Input material

______

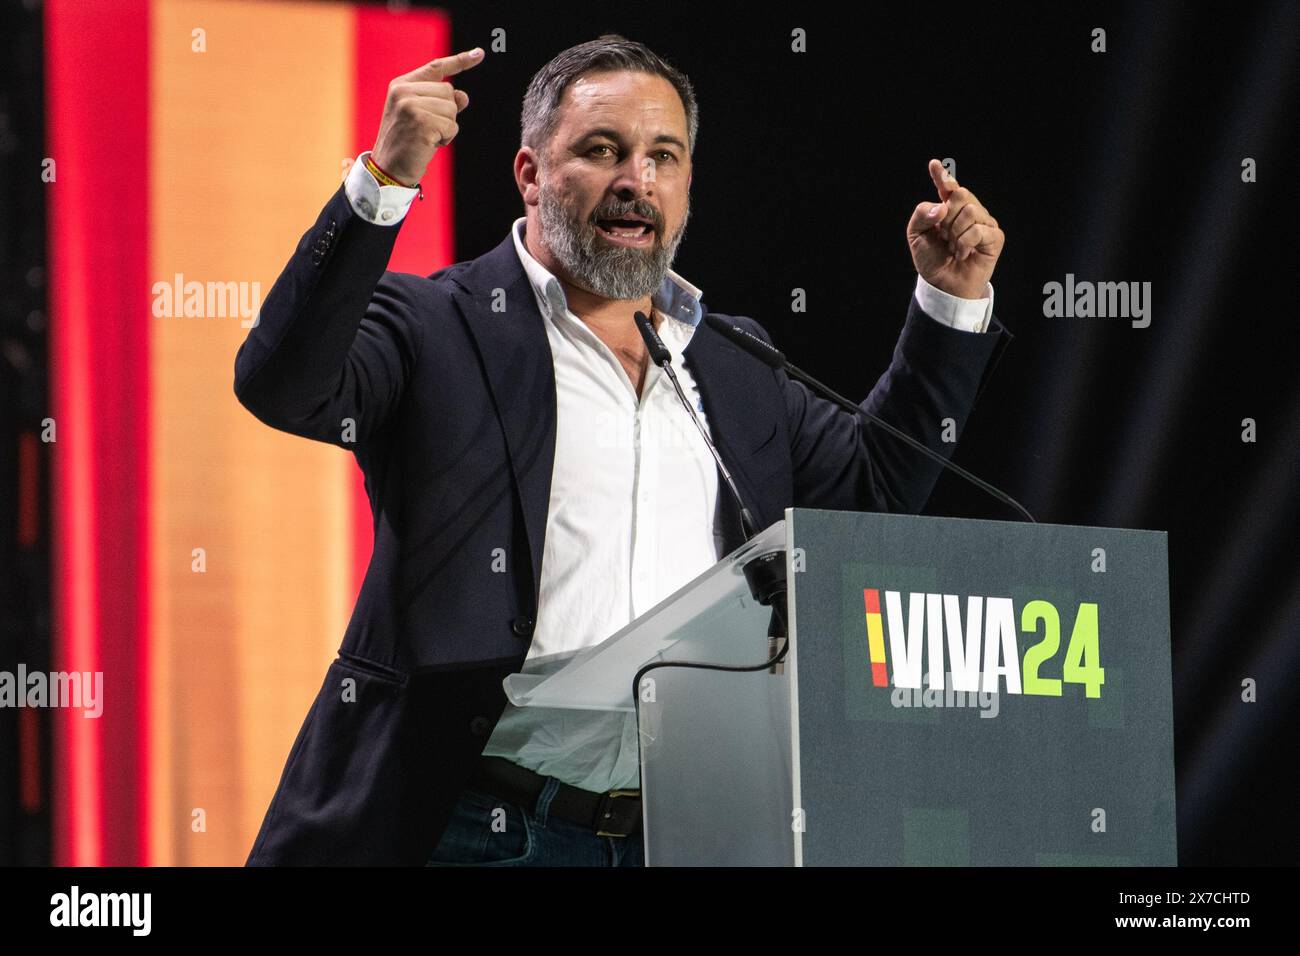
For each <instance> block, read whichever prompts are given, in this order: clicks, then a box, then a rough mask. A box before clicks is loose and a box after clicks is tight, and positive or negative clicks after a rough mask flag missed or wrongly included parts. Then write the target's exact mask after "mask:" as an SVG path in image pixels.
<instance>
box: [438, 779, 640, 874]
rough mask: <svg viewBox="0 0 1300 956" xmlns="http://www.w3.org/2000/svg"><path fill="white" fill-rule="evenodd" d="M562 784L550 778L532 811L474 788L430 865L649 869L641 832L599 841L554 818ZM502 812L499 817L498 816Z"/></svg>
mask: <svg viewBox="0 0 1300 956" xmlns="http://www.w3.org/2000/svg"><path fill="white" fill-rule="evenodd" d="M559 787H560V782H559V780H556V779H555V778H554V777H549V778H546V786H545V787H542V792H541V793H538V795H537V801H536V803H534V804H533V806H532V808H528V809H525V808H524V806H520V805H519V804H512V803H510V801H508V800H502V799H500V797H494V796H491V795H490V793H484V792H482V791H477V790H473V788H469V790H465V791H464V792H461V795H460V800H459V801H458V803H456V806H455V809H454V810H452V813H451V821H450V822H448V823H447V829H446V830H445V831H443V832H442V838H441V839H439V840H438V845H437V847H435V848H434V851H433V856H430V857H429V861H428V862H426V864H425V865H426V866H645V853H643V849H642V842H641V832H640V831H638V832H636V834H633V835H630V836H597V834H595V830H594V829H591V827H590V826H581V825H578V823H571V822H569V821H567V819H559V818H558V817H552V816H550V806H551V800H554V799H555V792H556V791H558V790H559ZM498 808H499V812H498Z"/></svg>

______

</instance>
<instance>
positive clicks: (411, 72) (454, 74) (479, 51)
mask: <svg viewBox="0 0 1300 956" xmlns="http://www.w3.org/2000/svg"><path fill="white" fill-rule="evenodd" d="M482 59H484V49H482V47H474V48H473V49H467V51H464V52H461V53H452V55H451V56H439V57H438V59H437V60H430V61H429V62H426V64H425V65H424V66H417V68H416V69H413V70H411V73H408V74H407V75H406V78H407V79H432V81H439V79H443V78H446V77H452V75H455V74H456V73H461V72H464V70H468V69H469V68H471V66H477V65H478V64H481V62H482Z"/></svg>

______

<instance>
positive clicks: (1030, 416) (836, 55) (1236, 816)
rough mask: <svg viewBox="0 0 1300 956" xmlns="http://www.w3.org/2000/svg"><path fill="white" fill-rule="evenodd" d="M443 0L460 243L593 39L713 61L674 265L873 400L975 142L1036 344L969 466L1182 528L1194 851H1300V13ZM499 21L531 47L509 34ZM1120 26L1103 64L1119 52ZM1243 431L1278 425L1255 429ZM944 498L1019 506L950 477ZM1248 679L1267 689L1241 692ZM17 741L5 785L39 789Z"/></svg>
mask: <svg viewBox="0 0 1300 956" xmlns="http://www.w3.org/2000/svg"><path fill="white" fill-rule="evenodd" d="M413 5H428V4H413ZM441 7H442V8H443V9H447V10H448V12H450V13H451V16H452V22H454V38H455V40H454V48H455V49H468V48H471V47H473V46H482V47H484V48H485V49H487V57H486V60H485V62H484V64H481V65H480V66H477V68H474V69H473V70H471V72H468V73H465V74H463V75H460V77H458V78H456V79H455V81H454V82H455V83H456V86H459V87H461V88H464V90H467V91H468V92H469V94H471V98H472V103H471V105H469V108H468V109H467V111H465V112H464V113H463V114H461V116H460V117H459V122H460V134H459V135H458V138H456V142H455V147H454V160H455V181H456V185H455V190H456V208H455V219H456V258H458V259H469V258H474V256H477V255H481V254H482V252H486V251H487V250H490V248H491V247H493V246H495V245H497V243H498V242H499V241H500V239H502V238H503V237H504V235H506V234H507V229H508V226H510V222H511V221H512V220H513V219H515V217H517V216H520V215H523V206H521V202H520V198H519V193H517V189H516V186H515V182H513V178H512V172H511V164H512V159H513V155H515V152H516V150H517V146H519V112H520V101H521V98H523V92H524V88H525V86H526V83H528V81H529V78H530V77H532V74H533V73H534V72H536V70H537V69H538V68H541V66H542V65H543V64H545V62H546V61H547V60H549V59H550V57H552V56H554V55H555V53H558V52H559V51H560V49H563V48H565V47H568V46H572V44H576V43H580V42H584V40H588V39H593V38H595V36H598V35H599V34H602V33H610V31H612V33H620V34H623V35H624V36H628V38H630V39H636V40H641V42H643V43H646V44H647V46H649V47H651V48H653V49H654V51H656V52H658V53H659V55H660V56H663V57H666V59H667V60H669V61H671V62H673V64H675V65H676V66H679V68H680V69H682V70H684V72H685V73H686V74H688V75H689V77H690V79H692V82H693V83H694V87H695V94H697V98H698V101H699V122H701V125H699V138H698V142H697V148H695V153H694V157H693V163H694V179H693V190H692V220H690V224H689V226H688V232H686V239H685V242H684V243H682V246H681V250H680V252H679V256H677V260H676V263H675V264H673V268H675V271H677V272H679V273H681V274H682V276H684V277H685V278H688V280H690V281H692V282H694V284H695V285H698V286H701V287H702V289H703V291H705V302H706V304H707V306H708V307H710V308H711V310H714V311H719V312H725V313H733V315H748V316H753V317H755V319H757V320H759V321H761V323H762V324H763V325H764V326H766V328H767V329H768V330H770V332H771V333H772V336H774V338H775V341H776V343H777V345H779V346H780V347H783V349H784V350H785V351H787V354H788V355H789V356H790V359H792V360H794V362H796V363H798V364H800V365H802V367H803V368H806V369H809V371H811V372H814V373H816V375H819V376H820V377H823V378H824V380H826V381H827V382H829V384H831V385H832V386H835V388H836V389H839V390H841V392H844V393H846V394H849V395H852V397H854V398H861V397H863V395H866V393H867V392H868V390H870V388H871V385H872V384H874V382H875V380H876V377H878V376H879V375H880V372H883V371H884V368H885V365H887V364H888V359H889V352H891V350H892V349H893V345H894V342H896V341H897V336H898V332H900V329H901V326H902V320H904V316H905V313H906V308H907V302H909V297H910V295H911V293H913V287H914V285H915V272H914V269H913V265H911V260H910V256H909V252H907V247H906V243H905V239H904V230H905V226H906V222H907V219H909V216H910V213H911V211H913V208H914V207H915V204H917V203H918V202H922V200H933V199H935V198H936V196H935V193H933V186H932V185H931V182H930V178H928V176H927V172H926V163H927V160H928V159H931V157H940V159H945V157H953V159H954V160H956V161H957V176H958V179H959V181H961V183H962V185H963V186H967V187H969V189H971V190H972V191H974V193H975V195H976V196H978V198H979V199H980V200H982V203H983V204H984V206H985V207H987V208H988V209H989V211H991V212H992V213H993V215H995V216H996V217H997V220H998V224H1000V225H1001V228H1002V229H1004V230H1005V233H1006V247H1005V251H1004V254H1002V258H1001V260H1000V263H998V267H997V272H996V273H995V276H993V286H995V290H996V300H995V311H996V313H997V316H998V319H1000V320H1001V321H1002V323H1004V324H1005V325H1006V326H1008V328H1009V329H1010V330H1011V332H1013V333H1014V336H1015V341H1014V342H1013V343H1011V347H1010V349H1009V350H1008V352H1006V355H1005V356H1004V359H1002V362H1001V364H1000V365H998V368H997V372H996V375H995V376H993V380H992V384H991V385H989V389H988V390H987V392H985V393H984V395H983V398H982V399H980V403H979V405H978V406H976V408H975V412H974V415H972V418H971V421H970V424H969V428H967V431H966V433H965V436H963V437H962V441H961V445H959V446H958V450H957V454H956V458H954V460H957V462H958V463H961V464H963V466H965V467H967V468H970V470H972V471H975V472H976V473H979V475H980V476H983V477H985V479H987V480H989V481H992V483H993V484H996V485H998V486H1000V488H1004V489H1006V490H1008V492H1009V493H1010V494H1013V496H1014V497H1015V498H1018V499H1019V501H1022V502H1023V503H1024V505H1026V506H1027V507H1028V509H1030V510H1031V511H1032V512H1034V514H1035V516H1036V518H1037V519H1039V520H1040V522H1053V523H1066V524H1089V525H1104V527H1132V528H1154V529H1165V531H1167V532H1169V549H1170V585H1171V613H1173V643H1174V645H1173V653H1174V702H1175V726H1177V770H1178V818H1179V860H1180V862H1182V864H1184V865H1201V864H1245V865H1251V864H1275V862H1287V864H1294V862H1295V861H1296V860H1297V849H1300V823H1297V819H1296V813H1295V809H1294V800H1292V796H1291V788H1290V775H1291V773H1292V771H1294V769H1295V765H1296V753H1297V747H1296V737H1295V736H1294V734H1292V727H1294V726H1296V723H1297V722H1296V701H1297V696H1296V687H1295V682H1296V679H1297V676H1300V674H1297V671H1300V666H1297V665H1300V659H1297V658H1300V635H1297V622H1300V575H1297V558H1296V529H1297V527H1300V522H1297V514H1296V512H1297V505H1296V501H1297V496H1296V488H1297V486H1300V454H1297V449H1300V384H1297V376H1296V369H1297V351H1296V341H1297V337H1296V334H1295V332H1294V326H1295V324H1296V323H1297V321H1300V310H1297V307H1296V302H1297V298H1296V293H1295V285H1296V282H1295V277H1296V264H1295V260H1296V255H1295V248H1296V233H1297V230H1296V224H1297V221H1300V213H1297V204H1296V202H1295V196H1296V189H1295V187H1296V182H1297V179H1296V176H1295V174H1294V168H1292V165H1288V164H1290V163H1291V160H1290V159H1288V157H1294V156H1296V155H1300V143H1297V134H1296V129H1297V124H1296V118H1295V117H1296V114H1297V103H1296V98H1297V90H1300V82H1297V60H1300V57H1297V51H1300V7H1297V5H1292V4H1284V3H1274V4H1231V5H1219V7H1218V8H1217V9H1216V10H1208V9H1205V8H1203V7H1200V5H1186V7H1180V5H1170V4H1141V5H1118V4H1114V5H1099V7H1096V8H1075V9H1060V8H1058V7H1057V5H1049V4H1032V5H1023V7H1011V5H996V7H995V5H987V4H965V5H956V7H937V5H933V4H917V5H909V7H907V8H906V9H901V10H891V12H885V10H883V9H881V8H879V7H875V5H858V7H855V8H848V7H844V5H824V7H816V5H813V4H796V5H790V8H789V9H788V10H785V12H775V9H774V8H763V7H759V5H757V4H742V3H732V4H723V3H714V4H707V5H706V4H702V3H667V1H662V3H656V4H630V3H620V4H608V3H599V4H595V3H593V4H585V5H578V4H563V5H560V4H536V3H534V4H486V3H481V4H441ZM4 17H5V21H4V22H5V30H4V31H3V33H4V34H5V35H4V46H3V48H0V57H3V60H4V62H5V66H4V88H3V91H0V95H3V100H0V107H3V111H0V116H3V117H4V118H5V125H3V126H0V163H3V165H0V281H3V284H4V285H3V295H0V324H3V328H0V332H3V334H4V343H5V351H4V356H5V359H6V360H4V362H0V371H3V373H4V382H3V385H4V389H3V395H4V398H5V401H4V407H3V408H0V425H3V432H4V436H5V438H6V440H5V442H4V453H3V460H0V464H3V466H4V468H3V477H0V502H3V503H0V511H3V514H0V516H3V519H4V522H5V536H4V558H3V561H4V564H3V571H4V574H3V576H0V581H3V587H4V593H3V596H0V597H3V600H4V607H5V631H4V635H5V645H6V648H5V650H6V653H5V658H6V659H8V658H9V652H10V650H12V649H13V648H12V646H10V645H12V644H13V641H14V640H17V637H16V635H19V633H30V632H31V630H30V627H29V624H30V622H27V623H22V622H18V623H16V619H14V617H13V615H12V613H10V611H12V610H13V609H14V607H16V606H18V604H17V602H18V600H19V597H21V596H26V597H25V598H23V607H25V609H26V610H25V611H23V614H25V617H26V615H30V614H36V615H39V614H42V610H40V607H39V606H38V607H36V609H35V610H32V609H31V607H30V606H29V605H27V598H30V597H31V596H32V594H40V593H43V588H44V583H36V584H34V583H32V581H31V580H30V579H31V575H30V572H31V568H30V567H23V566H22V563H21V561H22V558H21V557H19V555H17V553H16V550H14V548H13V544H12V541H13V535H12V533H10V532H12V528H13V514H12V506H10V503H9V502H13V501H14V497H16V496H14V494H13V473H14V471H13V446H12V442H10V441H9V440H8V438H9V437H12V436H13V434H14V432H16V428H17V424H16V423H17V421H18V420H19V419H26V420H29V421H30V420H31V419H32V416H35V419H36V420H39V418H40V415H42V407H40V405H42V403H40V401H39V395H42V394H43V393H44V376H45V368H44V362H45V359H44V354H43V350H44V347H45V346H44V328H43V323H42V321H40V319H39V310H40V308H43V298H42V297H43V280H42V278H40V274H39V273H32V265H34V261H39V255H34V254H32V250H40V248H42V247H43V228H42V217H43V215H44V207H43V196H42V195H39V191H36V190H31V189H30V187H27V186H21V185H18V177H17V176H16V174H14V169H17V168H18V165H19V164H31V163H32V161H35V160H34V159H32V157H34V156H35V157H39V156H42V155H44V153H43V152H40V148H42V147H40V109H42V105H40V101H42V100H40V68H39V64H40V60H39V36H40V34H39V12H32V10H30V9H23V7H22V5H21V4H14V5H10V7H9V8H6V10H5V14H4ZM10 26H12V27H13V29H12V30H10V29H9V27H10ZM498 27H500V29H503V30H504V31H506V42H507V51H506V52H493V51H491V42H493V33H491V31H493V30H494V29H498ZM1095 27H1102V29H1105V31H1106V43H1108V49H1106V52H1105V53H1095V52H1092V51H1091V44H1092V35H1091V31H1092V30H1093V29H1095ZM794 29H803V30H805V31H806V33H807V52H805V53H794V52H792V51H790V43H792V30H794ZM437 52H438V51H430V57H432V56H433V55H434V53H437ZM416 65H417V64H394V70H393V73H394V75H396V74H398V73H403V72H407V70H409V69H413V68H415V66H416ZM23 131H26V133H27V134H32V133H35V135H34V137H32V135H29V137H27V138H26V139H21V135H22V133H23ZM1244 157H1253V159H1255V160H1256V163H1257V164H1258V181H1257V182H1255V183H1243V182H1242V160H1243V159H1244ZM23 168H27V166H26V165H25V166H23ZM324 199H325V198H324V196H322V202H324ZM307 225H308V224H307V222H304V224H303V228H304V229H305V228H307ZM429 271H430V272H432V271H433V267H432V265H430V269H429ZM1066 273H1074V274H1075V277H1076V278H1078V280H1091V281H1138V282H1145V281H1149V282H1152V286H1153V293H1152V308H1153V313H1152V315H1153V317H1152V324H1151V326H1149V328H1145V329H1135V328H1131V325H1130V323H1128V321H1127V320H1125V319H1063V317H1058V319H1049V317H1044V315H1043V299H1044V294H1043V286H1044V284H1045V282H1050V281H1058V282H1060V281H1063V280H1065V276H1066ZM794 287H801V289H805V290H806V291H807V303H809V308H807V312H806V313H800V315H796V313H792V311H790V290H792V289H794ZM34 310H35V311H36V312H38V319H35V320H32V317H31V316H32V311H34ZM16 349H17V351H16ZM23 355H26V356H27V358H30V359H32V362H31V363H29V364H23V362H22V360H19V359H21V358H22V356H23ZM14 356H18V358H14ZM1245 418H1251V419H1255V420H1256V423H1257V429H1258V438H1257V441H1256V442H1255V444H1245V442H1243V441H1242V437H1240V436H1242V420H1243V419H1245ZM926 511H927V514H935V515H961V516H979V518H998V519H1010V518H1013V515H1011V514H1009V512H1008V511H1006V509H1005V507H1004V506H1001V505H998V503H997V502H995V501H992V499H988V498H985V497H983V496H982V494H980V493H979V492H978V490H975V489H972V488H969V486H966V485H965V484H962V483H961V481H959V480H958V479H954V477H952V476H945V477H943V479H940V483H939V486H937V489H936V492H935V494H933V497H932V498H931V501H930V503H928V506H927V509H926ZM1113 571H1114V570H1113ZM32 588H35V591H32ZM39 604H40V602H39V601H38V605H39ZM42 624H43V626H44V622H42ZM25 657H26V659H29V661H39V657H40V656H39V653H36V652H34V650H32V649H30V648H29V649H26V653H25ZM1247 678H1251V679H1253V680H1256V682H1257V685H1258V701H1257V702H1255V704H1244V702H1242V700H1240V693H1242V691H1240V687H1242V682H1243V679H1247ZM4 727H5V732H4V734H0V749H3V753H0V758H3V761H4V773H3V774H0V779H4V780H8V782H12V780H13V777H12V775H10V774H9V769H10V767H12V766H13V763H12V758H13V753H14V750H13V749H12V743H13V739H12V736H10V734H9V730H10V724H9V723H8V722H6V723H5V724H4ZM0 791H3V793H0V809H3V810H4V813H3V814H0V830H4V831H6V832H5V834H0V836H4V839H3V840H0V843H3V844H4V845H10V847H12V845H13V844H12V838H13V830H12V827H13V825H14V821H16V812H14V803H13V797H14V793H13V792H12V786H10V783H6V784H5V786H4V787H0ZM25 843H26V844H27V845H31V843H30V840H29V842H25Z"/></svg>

______

Exercise instructions
Lay out the lines as a numbered list, starting at the line containing "For each <instance>" and ending at the line containing "784L550 778L532 811L474". Leave out any blank lines.

Response area
1. For each <instance> block, read whichever prompts are given, in this order: clicks, then a box, then a rough mask. A box before clicks is loose and a box after clicks is tight, and positive or negative clicks after a rough mask flag missed or wrongly included parts. Then write the target's exact mask after "mask:" as an SVG path in image pixels.
2. <instance>
3. box: [438, 779, 640, 874]
4. rough mask: <svg viewBox="0 0 1300 956" xmlns="http://www.w3.org/2000/svg"><path fill="white" fill-rule="evenodd" d="M562 784L550 778L532 811L474 788L430 865L649 869L641 832L599 841L554 818ZM502 812L499 817L498 816Z"/></svg>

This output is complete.